Task statement »
Convert the items starting with the line containing "as [[303, 314]]." and going on through the line containing "[[101, 275]]" into a two-column CSV with the columns request and answer. Use one row per item, put each field in quotes, and replace line breaks with spaces.

━━━━

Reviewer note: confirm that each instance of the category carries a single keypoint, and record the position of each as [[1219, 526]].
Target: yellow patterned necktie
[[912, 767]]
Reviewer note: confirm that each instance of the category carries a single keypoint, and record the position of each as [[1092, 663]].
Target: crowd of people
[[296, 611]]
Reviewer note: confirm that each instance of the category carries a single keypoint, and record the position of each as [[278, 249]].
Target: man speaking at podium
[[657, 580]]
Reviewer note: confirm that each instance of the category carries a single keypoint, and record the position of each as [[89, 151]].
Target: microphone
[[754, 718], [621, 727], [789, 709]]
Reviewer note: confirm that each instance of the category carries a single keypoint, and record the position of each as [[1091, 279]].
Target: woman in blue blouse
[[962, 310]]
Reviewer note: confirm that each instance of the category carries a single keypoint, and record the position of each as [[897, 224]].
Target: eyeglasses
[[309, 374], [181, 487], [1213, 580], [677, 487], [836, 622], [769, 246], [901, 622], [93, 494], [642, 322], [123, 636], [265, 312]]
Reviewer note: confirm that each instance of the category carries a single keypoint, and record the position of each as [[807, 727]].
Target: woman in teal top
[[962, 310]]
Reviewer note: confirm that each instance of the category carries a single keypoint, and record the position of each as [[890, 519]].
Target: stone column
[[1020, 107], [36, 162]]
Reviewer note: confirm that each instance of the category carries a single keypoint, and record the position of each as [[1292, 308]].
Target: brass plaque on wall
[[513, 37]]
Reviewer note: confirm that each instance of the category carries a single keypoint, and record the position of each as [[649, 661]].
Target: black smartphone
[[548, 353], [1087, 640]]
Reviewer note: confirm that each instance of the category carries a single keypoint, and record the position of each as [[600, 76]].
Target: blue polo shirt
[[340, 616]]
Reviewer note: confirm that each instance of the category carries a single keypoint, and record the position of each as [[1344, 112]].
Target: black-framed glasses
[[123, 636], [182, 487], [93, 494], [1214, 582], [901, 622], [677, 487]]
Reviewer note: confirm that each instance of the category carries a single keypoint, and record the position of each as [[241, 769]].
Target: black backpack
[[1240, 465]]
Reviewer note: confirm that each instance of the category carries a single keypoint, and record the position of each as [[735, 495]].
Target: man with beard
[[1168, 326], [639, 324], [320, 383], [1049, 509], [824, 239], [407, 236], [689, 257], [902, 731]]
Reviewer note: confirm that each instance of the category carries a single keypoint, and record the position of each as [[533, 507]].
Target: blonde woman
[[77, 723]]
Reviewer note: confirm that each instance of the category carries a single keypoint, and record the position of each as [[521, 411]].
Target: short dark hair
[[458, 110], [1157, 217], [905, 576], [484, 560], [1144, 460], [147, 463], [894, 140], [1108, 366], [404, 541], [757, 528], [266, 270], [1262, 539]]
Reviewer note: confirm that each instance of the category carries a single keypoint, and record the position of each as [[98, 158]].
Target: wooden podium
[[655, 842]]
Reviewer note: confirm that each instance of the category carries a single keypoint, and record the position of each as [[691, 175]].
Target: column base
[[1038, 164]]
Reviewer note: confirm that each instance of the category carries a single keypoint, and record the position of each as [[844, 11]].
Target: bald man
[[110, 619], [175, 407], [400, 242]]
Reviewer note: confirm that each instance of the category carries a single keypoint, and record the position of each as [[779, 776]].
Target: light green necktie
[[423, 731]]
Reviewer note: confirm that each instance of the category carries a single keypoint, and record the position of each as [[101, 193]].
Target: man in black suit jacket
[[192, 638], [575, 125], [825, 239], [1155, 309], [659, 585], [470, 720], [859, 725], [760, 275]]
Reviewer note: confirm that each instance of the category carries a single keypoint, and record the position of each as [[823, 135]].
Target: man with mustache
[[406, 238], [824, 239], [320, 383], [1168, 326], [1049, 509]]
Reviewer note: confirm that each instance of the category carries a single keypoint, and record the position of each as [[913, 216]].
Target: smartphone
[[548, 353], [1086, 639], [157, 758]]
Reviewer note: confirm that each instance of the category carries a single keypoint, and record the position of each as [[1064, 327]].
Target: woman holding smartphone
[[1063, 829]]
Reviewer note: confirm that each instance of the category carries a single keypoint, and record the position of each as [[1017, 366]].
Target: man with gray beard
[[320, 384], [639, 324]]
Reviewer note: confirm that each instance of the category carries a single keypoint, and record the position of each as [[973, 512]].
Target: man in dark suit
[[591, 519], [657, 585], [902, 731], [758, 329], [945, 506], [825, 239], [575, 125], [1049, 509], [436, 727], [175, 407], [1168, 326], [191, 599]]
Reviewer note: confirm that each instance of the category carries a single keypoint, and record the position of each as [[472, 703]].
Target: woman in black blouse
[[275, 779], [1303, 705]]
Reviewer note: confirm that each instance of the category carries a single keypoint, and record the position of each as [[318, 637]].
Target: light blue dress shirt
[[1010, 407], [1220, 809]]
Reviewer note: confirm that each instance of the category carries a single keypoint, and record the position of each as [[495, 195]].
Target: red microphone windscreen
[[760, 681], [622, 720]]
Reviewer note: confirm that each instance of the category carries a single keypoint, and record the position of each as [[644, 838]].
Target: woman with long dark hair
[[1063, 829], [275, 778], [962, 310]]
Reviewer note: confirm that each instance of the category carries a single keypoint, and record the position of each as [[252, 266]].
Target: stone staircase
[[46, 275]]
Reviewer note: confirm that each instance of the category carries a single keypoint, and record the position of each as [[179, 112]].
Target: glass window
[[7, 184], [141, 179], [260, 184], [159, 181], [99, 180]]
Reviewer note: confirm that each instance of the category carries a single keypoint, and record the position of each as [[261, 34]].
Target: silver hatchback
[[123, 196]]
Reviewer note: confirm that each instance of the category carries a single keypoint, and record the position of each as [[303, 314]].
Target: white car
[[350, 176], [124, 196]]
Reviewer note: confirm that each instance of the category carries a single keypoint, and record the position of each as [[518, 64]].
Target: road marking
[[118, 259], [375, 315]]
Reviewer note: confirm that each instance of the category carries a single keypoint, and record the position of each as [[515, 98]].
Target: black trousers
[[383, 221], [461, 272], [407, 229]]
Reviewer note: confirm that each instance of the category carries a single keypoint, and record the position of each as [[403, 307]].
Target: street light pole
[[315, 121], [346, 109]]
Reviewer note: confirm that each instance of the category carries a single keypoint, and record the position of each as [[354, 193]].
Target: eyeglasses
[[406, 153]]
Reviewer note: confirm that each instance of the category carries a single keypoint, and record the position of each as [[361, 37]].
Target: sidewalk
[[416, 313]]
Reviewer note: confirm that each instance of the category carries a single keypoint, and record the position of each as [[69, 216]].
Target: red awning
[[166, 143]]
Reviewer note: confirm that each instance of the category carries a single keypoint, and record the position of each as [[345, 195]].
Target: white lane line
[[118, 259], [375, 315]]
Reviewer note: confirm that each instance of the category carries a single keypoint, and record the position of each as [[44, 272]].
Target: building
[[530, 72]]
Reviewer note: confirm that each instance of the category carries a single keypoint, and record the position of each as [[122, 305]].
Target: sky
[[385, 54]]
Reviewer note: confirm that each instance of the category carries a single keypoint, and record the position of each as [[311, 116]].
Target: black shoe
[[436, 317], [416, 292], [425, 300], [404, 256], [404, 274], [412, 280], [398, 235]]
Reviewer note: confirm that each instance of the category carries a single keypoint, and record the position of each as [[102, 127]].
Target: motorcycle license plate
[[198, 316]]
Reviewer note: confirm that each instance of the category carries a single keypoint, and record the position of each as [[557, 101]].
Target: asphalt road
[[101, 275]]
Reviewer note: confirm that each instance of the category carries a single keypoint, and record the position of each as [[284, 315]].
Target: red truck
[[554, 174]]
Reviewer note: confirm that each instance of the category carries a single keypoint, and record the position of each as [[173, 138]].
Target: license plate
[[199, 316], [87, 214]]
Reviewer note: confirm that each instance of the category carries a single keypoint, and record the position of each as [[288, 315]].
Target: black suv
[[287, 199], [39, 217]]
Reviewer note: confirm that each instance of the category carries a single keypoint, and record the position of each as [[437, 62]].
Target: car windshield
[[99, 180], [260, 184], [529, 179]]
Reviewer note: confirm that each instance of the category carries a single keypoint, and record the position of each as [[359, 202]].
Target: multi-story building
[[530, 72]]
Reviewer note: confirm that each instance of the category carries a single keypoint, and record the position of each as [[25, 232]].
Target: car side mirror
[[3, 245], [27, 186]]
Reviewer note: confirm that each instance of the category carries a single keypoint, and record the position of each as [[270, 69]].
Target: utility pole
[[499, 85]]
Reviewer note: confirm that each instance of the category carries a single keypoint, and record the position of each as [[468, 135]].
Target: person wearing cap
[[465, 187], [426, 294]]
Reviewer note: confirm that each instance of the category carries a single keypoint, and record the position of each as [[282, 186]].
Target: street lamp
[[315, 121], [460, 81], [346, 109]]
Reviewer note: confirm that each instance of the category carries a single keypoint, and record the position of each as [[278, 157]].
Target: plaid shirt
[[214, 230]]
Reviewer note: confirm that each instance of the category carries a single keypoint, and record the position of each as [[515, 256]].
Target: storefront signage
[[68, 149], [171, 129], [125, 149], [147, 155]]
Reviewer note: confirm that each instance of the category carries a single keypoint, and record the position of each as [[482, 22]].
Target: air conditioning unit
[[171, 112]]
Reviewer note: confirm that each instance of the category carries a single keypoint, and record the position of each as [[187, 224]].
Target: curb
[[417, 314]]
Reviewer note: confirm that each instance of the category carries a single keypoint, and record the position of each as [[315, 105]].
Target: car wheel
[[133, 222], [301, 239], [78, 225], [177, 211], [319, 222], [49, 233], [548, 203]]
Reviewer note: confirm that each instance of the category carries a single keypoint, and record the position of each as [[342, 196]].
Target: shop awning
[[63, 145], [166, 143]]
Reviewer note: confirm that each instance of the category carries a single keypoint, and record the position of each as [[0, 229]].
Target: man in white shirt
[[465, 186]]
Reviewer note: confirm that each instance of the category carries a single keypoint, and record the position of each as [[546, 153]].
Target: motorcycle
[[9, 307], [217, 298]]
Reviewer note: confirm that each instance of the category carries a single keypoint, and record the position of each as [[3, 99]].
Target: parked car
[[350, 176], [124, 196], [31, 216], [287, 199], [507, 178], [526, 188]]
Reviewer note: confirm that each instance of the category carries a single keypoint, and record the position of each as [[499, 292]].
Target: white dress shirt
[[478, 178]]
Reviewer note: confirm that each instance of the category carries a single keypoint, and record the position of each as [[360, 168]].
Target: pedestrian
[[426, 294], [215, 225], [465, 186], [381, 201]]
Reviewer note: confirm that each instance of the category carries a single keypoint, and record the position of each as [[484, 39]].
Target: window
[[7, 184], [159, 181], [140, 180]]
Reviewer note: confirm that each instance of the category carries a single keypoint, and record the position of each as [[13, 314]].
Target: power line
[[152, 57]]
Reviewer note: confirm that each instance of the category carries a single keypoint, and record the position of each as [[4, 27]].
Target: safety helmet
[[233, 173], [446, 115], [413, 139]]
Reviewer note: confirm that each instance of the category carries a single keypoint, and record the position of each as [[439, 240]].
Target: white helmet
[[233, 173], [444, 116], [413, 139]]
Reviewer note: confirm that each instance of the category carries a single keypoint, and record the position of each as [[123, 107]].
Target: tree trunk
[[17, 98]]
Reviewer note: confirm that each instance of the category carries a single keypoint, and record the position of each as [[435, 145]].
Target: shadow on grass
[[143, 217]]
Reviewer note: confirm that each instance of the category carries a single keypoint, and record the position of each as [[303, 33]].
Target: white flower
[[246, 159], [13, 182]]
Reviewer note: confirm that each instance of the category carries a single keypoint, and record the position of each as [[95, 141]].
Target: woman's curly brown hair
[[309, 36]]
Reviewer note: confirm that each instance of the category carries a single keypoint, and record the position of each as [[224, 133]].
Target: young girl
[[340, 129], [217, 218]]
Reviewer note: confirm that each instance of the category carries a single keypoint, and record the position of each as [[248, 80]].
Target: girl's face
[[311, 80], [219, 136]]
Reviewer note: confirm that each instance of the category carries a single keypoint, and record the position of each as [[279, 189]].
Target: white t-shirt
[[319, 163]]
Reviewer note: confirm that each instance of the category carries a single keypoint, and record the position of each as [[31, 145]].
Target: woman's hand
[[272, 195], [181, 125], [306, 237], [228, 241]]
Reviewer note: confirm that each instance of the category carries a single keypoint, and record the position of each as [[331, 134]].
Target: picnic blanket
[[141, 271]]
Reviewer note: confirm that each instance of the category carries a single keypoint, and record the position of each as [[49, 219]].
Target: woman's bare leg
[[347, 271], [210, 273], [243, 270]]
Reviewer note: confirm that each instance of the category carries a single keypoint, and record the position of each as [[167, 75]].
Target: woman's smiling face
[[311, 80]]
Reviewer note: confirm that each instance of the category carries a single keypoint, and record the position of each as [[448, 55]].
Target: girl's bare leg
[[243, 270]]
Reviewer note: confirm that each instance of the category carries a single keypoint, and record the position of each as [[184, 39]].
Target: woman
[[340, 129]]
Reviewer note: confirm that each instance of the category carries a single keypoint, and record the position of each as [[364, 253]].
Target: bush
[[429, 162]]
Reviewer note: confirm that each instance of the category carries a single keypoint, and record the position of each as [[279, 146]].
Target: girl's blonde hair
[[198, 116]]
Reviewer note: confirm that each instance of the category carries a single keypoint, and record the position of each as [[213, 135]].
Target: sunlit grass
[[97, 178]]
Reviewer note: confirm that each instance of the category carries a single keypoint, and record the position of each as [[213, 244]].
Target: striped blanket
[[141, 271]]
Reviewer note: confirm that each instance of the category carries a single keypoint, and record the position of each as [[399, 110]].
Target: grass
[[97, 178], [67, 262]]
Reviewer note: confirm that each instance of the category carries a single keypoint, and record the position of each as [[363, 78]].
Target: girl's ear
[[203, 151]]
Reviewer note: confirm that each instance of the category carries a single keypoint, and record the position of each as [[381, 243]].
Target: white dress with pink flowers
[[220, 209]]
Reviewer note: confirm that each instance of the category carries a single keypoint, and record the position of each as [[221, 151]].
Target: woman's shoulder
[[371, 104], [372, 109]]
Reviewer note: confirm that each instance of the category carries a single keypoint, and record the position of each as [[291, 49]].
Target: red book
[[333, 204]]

━━━━

Answer to the task »
request,answer
"Reviewer note: confirm that each instance of the category carries a single keypoint, and record the position of each as [[303, 314]]. Target: white car","[[350, 176], [124, 196]]"
"Reviewer note: confirm that each instance of the category carries a single keypoint, and record the position of each as [[518, 64]]. Target: road marking","[[118, 259], [375, 315]]"
"Reviewer note: confirm that each instance of the category carries a single keypoint, and record the position of each as [[515, 98]]. Target: black trousers","[[383, 221], [461, 272], [407, 229]]"
"Reviewer note: confirm that each instance of the category carries a single keypoint, and record the position of each as [[403, 307]]. Target: street light pole","[[315, 121], [346, 109]]"
"Reviewer note: confirm that each instance of the category carries a single keypoint, and record the position of each as [[354, 193]]. Target: eyeglasses","[[406, 153]]"
"Reviewer note: confirm that each instance of the category carries a single keypoint, and record the position of each as [[361, 37]]. Target: sidewalk","[[416, 313]]"
"Reviewer note: confirm that each instance of the category carries a single keypoint, and record the position of each as [[69, 216]]. Target: red awning","[[166, 143]]"
"Reviewer note: confirm that each instance of the category carries a single keypoint, and record the position of each as [[345, 195]]. Target: white lane line","[[118, 259], [375, 315]]"
"Reviewer note: confirm that each instance of the category carries a single keypoint, and record the position of each as [[44, 272]]. Target: building","[[530, 72]]"
"Reviewer note: confirm that each instance of the category carries a single keypoint, and record the position of each as [[122, 305]]. Target: sky","[[385, 54]]"
"Reviewer note: confirm that each instance of the category carries a single keypoint, and record the position of each as [[311, 116]]. Target: black shoe","[[436, 317], [416, 292], [425, 300], [404, 256], [404, 274], [412, 280], [398, 235]]"
"Reviewer note: confirm that each instance of the category carries a single keypoint, and record the position of each as [[102, 127]]. Target: motorcycle license plate","[[198, 316]]"
"Reviewer note: confirm that each instance of the category carries a single keypoint, and record the position of each as [[557, 101]]. Target: asphalt road","[[101, 275]]"